Image region outline records
·····

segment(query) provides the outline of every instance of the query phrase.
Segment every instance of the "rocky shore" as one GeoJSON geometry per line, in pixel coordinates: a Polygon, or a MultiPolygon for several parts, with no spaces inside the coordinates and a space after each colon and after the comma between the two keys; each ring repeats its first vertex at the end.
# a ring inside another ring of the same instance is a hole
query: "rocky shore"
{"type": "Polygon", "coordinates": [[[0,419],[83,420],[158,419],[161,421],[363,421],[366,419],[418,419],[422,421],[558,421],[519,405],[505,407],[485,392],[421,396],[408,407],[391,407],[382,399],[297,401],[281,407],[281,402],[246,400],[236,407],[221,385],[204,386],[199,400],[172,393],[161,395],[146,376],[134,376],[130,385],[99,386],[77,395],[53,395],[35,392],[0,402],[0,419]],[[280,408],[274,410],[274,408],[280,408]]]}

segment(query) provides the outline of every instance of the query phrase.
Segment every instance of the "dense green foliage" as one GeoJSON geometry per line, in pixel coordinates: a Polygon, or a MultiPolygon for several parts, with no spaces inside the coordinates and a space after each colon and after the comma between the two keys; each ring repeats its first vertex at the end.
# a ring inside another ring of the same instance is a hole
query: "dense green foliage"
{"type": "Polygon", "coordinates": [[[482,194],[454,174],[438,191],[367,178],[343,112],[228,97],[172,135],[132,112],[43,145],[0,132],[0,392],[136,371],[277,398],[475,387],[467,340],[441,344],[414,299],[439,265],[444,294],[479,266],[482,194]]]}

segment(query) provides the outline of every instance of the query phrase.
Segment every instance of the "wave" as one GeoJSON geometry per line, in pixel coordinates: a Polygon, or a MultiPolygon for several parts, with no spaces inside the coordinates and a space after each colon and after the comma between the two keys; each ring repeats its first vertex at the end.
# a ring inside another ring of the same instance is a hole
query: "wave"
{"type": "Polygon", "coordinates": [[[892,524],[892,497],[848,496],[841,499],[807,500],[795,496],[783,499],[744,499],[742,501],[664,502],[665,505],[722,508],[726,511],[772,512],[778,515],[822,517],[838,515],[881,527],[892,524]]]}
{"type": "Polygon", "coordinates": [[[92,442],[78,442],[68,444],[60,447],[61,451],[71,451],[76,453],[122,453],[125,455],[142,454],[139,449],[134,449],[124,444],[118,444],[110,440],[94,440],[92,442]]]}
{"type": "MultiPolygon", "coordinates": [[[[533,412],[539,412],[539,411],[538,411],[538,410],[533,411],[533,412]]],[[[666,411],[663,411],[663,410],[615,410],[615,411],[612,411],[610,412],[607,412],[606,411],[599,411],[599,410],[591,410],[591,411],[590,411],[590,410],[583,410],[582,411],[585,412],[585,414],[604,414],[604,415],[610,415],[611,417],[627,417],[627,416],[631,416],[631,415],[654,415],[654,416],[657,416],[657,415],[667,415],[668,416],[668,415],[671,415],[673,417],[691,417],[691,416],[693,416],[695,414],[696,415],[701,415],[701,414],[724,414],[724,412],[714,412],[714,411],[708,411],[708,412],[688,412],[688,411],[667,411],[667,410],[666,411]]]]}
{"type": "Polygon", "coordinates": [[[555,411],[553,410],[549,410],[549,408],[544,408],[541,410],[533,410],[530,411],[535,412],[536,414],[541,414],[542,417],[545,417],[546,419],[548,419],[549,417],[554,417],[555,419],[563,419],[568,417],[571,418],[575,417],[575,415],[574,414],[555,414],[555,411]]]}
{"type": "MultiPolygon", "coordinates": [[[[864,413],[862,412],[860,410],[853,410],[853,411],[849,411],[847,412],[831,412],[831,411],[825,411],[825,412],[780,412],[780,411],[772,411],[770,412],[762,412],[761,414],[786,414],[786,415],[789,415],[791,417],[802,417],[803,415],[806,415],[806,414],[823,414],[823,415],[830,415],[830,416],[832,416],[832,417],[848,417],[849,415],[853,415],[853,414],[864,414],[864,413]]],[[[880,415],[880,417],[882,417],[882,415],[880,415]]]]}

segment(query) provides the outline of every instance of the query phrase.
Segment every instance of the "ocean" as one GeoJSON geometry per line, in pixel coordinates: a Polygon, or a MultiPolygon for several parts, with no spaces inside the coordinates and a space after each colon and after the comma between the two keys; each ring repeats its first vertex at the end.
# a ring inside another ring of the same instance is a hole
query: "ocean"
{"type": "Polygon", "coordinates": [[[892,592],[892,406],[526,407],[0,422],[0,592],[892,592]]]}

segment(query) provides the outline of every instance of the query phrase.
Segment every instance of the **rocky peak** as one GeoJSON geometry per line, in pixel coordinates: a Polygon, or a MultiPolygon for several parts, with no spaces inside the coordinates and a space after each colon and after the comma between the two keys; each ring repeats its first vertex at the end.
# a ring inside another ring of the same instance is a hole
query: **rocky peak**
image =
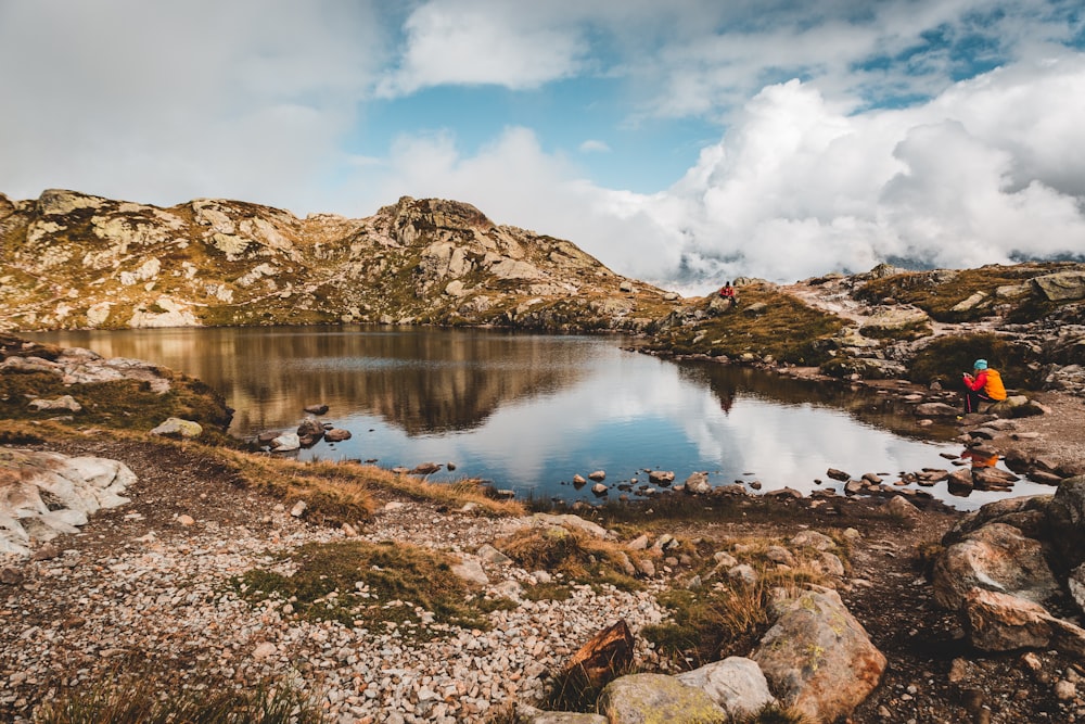
{"type": "Polygon", "coordinates": [[[348,219],[50,189],[0,202],[0,329],[474,323],[639,329],[664,293],[569,241],[404,196],[348,219]],[[586,284],[590,282],[590,284],[586,284]],[[586,289],[590,289],[586,292],[586,289]],[[634,291],[635,290],[635,291],[634,291]]]}

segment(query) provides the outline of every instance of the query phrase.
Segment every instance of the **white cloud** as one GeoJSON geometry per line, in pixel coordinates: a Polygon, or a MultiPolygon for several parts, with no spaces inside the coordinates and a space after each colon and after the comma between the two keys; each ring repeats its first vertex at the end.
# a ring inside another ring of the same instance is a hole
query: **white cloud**
{"type": "Polygon", "coordinates": [[[580,143],[582,153],[609,153],[611,148],[604,141],[588,139],[580,143]]]}
{"type": "Polygon", "coordinates": [[[536,24],[537,12],[503,2],[418,7],[405,24],[400,66],[380,84],[378,94],[404,96],[446,84],[538,88],[573,75],[588,50],[580,31],[552,15],[550,24],[536,24]]]}
{"type": "Polygon", "coordinates": [[[315,202],[382,43],[365,3],[3,3],[0,187],[315,202]]]}
{"type": "Polygon", "coordinates": [[[681,253],[716,278],[1081,254],[1082,98],[1080,58],[995,72],[907,111],[847,115],[810,86],[766,88],[672,203],[643,208],[684,224],[681,253]]]}

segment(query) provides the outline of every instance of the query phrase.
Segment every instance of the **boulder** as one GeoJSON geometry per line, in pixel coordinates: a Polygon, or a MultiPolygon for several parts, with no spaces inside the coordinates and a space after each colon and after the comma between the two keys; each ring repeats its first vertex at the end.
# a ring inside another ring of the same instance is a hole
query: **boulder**
{"type": "MultiPolygon", "coordinates": [[[[1045,497],[1045,496],[1041,496],[1045,497]]],[[[1085,475],[1059,484],[1047,509],[1045,535],[1068,569],[1085,563],[1085,475]]]]}
{"type": "Polygon", "coordinates": [[[799,531],[791,536],[791,545],[796,548],[814,548],[815,550],[832,550],[837,542],[825,533],[817,531],[799,531]]]}
{"type": "Polygon", "coordinates": [[[878,686],[885,657],[833,590],[773,605],[776,623],[751,657],[784,706],[813,721],[847,716],[878,686]]]}
{"type": "Polygon", "coordinates": [[[945,403],[922,403],[916,405],[916,415],[919,417],[956,417],[960,410],[945,403]]]}
{"type": "Polygon", "coordinates": [[[324,425],[312,417],[307,417],[297,425],[297,440],[302,447],[312,447],[324,436],[324,425]]]}
{"type": "Polygon", "coordinates": [[[968,497],[972,492],[972,471],[968,468],[959,468],[949,473],[947,479],[949,495],[968,497]]]}
{"type": "Polygon", "coordinates": [[[886,336],[895,332],[930,325],[931,318],[917,307],[893,306],[879,309],[872,314],[859,332],[867,336],[886,336]]]}
{"type": "Polygon", "coordinates": [[[709,483],[709,473],[692,473],[686,479],[686,484],[682,490],[691,495],[707,495],[709,493],[712,493],[712,485],[709,483]]]}
{"type": "Polygon", "coordinates": [[[630,674],[614,679],[600,694],[596,710],[610,724],[728,721],[727,712],[705,691],[664,674],[630,674]]]}
{"type": "Polygon", "coordinates": [[[1057,271],[1033,277],[1033,289],[1048,302],[1085,299],[1085,271],[1057,271]]]}
{"type": "Polygon", "coordinates": [[[1024,395],[1010,395],[1006,399],[991,405],[987,411],[1000,417],[1035,417],[1047,415],[1050,409],[1024,395]]]}
{"type": "Polygon", "coordinates": [[[203,427],[193,420],[182,420],[178,417],[166,418],[158,427],[151,430],[152,435],[164,437],[183,437],[192,440],[203,434],[203,427]]]}
{"type": "Polygon", "coordinates": [[[671,483],[675,482],[675,474],[671,470],[652,470],[648,473],[648,482],[653,485],[666,487],[671,483]]]}
{"type": "Polygon", "coordinates": [[[296,432],[284,432],[271,441],[271,449],[276,453],[290,453],[302,446],[296,432]]]}
{"type": "Polygon", "coordinates": [[[733,720],[777,703],[776,697],[768,690],[765,674],[752,659],[727,657],[678,674],[675,678],[707,694],[733,720]]]}
{"type": "Polygon", "coordinates": [[[341,443],[344,440],[350,440],[350,431],[343,428],[332,428],[324,432],[324,440],[330,443],[341,443]]]}
{"type": "Polygon", "coordinates": [[[117,460],[0,448],[0,554],[77,533],[91,513],[128,503],[122,493],[133,482],[117,460]]]}
{"type": "Polygon", "coordinates": [[[53,399],[42,399],[39,397],[38,399],[31,399],[29,406],[39,412],[54,410],[78,412],[82,409],[82,405],[77,403],[75,397],[72,395],[61,395],[60,397],[54,397],[53,399]]]}
{"type": "Polygon", "coordinates": [[[934,597],[961,610],[973,588],[1044,604],[1059,593],[1044,548],[1006,523],[990,523],[948,546],[934,564],[934,597]]]}
{"type": "Polygon", "coordinates": [[[973,588],[965,600],[965,620],[972,645],[984,651],[1055,648],[1085,653],[1085,630],[1020,596],[973,588]]]}

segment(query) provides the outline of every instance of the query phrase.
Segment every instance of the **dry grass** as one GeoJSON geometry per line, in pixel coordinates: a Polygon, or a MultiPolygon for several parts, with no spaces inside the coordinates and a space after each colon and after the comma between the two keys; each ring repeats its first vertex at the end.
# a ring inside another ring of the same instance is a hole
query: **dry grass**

·····

List every line in the records above that contains the word "boulder".

Segment every instance of the **boulder** as one GeoJSON geometry per line, in pixel coordinates: a Polygon, or a MultiPolygon for several parts, with no spaces inside the coordinates and a space after each colon and after the comma between the two keys; each ring repeats its first vertex at the end.
query: **boulder**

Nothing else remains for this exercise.